Excerpts from a point labeling dataset:
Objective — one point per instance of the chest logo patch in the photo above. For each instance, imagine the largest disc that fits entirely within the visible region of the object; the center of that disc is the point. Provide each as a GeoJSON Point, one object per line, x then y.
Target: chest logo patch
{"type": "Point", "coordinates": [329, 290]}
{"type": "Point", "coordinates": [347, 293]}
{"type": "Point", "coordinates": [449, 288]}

__Your task__: Recast every line of the rows above as a Markdown table with the columns "No." and "Line". Number the lines in order and omit any blank lines.

__The response__:
| No. | Line |
|---|---|
| 1 | Objective — one point per instance of the chest logo patch in the photo above. For each instance, imagine the largest disc that fits entirely within the visible region of the object; the center of that disc is the point. Provide each as a GeoJSON Point, one object per line, x then y. |
| 2 | Target: chest logo patch |
| 3 | {"type": "Point", "coordinates": [329, 290]} |
| 4 | {"type": "Point", "coordinates": [347, 293]} |
| 5 | {"type": "Point", "coordinates": [449, 288]} |